▶ **TASK DIRECTIONS**:
Return the records that follow, matching each one exactly.

Stored data entries:
# # #
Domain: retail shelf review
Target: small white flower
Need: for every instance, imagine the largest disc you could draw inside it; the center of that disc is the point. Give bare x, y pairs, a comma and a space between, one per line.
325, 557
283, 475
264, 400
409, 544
# # #
▶ **ANSWER TO THIS TASK**:
Domain: retail shelf review
Target: small white flower
Need: for every instance, imagine the largest disc you could draw inside it; the center of that disc is the point. Give bare x, y pairs, a comma and a space between, one per line.
325, 557
283, 475
264, 400
409, 544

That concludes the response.